*Coordinate annotation entries*.

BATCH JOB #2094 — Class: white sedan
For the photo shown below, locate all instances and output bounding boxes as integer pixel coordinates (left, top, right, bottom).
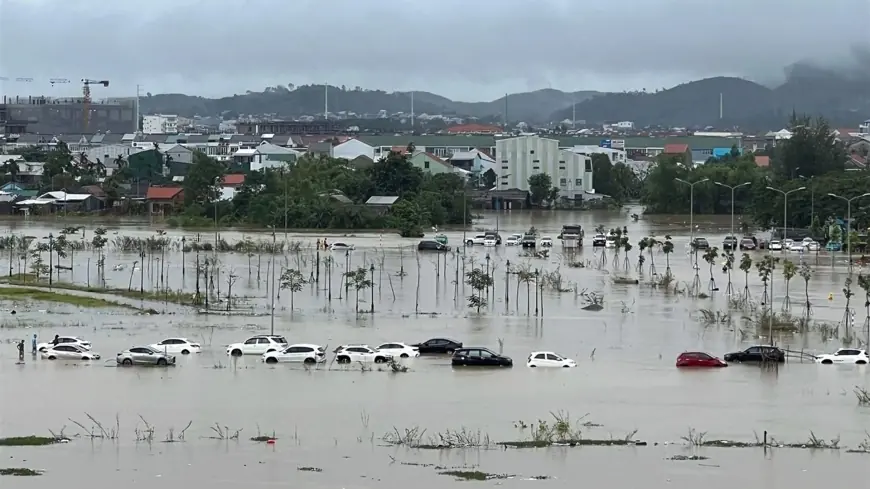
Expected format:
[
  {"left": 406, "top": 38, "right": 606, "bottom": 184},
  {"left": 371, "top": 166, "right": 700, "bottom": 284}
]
[
  {"left": 375, "top": 343, "right": 420, "bottom": 358},
  {"left": 148, "top": 338, "right": 202, "bottom": 355},
  {"left": 526, "top": 351, "right": 577, "bottom": 368},
  {"left": 36, "top": 336, "right": 91, "bottom": 351},
  {"left": 263, "top": 344, "right": 326, "bottom": 365},
  {"left": 335, "top": 345, "right": 393, "bottom": 363},
  {"left": 42, "top": 343, "right": 100, "bottom": 360},
  {"left": 227, "top": 335, "right": 287, "bottom": 357},
  {"left": 816, "top": 348, "right": 870, "bottom": 365}
]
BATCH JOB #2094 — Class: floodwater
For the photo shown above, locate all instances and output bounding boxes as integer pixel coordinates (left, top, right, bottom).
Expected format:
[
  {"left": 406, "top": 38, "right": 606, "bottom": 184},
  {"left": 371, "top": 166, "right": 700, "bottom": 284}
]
[{"left": 0, "top": 209, "right": 870, "bottom": 489}]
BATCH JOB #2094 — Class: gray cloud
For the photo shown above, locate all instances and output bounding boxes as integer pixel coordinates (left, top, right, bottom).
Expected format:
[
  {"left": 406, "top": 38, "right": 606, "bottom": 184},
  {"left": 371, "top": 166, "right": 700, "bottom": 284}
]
[{"left": 0, "top": 0, "right": 870, "bottom": 100}]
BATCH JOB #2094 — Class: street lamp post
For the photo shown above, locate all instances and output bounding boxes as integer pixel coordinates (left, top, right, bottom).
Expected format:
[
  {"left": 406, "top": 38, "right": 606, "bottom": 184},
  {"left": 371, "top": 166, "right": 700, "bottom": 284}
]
[
  {"left": 828, "top": 192, "right": 870, "bottom": 271},
  {"left": 767, "top": 186, "right": 807, "bottom": 241},
  {"left": 674, "top": 178, "right": 710, "bottom": 263},
  {"left": 713, "top": 182, "right": 752, "bottom": 246}
]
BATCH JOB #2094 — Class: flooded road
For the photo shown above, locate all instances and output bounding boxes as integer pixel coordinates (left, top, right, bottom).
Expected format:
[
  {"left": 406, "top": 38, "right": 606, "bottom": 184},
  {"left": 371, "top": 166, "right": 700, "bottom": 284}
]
[{"left": 0, "top": 207, "right": 870, "bottom": 488}]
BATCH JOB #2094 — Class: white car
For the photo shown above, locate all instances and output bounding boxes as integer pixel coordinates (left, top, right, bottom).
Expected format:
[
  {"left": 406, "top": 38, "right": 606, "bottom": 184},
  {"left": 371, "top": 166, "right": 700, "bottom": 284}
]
[
  {"left": 526, "top": 351, "right": 577, "bottom": 368},
  {"left": 335, "top": 345, "right": 393, "bottom": 363},
  {"left": 816, "top": 348, "right": 870, "bottom": 365},
  {"left": 148, "top": 338, "right": 202, "bottom": 355},
  {"left": 465, "top": 234, "right": 486, "bottom": 246},
  {"left": 375, "top": 343, "right": 420, "bottom": 358},
  {"left": 36, "top": 336, "right": 91, "bottom": 351},
  {"left": 329, "top": 243, "right": 353, "bottom": 251},
  {"left": 42, "top": 343, "right": 100, "bottom": 360},
  {"left": 227, "top": 335, "right": 287, "bottom": 357},
  {"left": 263, "top": 343, "right": 326, "bottom": 365}
]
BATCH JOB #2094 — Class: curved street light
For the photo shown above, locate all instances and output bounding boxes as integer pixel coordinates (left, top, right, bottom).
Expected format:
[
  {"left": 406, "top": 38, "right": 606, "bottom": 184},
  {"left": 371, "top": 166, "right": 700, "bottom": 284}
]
[
  {"left": 828, "top": 192, "right": 870, "bottom": 272},
  {"left": 767, "top": 186, "right": 807, "bottom": 241}
]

*Written problem*. Report every line above that contains the word "BATCH", copying each one in full.

*Solution to this task*.
BATCH JOB #2094 — Class: white sedan
BATCH JOB #2094 — Class: floodwater
BATCH JOB #2094 — Class: gray cloud
BATCH JOB #2094 — Class: street lamp post
BATCH JOB #2094 — Class: flooded road
BATCH JOB #2094 — Class: white car
BATCH JOB #2094 — Class: curved street light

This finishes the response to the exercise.